To do:
Repeat precisely the span of lines below that opens with the line containing "Target: bride's hand" and closes with the line containing "Guideline: for every instance of the green foliage, set", both included.

----- Supplied records

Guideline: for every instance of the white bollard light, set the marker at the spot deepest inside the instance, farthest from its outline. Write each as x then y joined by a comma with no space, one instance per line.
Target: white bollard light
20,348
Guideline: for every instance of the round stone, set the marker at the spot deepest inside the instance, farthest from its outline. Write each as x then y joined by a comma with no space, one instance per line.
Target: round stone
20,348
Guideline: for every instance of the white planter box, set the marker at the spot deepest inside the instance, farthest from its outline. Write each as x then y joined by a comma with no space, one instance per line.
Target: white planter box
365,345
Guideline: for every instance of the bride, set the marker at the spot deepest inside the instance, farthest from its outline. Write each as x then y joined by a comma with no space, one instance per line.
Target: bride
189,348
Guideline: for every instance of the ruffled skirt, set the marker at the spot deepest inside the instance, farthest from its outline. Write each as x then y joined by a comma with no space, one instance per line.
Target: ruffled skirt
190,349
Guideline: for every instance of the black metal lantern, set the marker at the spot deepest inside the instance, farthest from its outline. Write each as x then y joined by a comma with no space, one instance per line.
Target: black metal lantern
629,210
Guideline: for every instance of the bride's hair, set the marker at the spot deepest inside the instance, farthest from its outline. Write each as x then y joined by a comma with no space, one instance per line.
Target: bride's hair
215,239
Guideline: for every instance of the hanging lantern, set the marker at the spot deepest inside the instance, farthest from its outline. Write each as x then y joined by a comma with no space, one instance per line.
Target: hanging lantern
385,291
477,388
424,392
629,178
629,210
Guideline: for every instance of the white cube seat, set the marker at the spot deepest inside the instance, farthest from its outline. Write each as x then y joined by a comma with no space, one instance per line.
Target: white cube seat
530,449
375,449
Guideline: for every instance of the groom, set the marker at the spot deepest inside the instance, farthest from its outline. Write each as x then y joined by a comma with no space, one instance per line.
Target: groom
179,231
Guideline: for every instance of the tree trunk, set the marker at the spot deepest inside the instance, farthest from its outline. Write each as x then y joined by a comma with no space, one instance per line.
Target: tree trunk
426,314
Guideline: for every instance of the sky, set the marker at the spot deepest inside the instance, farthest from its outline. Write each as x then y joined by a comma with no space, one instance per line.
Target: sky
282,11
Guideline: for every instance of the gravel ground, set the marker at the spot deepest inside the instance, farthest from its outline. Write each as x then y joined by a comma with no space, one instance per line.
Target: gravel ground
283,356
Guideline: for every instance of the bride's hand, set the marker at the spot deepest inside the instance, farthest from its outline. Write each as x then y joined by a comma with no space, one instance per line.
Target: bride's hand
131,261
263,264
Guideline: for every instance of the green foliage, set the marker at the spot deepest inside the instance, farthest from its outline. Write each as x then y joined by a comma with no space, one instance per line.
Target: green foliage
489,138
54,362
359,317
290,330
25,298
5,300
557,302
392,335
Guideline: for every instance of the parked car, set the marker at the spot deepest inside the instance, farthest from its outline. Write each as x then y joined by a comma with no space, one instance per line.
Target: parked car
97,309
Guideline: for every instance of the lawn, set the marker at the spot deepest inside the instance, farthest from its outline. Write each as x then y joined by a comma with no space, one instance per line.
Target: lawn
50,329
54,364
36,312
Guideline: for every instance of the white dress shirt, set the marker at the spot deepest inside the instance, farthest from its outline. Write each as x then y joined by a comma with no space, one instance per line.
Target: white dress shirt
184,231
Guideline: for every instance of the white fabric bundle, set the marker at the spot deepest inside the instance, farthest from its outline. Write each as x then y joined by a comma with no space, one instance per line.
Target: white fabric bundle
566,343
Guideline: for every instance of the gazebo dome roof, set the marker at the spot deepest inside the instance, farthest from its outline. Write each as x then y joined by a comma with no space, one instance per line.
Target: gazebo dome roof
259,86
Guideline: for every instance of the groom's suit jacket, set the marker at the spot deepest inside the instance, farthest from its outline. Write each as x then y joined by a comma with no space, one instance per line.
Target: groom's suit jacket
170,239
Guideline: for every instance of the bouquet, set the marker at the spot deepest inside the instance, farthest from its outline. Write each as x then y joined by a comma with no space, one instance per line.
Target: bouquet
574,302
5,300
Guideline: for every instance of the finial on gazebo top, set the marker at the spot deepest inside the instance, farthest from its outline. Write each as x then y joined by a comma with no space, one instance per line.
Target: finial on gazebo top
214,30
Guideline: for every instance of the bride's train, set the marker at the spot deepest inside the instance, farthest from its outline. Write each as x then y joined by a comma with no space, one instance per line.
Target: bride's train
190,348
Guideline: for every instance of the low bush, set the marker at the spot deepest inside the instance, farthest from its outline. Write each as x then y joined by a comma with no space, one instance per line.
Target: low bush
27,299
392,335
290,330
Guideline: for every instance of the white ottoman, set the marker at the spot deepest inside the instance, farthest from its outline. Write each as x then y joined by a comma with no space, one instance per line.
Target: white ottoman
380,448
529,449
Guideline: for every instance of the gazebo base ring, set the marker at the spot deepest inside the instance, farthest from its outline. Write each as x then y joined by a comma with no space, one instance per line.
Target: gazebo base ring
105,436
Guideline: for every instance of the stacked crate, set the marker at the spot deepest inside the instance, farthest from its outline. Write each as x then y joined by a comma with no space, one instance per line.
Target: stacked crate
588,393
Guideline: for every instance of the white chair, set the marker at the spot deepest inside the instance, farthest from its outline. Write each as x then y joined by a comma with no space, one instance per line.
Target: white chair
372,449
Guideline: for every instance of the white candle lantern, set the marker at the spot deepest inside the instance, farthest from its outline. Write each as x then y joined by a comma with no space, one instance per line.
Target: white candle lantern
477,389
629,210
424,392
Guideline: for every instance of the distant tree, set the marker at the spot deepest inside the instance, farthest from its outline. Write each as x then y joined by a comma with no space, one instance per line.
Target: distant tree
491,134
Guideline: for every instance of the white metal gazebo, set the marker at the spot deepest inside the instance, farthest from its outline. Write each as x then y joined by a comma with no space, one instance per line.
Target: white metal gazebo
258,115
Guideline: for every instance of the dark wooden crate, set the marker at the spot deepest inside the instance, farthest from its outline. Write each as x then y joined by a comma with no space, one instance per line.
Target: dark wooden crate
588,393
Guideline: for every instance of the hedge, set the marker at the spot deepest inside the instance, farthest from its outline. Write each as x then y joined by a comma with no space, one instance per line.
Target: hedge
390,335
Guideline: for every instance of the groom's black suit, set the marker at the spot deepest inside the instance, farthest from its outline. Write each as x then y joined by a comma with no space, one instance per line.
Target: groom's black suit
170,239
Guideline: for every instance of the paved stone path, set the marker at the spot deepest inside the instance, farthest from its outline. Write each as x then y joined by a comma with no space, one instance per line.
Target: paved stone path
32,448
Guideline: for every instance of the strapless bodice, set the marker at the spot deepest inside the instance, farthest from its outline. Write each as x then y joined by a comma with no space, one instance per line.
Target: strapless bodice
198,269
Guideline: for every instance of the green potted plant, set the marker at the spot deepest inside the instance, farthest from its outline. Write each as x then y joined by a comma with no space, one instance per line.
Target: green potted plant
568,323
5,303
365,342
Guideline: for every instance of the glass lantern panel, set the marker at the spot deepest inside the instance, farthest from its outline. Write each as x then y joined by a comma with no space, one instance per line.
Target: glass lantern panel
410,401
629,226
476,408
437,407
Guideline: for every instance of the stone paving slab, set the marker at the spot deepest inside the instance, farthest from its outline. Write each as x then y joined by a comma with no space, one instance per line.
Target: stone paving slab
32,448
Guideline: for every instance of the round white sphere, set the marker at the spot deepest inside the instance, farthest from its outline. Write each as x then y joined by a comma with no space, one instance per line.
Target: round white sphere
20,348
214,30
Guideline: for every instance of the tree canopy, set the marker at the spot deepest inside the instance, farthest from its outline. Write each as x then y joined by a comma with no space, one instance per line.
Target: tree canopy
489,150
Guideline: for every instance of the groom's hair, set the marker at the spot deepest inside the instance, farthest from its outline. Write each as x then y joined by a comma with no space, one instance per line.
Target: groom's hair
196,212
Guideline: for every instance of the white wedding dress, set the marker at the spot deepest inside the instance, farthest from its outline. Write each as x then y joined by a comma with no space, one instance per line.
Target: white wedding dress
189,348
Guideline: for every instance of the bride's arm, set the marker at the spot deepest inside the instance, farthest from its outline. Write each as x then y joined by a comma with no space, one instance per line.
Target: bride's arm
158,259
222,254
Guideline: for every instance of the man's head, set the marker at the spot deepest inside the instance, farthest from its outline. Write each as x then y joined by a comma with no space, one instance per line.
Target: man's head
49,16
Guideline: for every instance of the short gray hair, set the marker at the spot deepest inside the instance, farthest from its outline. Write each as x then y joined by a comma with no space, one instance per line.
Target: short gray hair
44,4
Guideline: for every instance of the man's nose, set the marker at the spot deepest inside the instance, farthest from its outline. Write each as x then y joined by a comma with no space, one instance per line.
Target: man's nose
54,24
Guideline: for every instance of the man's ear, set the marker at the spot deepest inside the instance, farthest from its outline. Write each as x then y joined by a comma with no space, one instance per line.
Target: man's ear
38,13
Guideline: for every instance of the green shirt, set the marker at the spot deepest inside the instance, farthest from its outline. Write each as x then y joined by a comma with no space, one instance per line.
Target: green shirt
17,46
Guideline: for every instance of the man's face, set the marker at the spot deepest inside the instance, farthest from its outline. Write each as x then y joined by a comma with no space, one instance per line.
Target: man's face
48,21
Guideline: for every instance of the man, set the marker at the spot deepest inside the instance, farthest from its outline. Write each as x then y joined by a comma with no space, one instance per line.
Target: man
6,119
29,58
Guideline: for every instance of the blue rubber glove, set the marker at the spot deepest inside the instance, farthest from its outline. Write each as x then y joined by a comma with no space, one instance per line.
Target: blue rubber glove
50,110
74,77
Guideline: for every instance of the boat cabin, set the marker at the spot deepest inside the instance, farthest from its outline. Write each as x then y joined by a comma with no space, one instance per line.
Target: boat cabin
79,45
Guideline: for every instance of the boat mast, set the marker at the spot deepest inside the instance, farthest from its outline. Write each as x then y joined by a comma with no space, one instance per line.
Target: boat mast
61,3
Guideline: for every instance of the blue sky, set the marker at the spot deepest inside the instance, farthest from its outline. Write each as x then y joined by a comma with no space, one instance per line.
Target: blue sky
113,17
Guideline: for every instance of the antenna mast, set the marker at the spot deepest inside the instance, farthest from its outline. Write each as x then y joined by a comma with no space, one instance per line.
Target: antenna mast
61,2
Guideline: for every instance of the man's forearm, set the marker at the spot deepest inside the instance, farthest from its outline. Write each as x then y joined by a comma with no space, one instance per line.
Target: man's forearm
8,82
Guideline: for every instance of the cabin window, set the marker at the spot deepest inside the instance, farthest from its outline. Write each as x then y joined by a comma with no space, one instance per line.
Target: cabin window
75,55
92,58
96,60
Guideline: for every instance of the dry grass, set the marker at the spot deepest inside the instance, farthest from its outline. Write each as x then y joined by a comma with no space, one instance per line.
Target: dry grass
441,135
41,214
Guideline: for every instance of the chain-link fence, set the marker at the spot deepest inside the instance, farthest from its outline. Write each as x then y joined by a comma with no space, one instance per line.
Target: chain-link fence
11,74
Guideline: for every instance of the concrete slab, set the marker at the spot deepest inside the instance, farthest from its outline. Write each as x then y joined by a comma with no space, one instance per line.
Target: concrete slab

----------

Answer to this task:
Target: bride's hand
131,261
263,264
Guideline: for every instance of the green foliage, set the marker at the spot deepest inside the instance, farthest from its outline. Write each as x then y joined by a comma with no space, one instance per line.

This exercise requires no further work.